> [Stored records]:
######

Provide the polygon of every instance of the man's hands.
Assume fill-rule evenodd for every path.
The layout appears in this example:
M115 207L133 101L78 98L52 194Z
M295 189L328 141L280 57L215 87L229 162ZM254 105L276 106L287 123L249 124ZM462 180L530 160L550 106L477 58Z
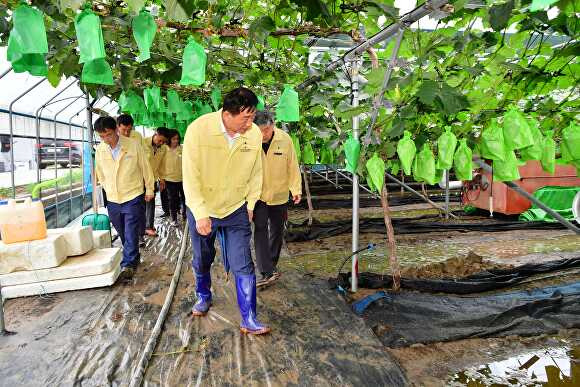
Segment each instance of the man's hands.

######

> [Exercise objective]: Reproduce word for word the lines running from the line with "M295 189L328 141L280" through the end of the data, both included, and nothing else; leave out the pictures.

> [Output below]:
M295 189L328 141L280 57L215 87L229 162ZM254 105L276 106L287 123L249 124ZM462 180L530 160L550 106L477 58Z
Segment each instance of the man's hands.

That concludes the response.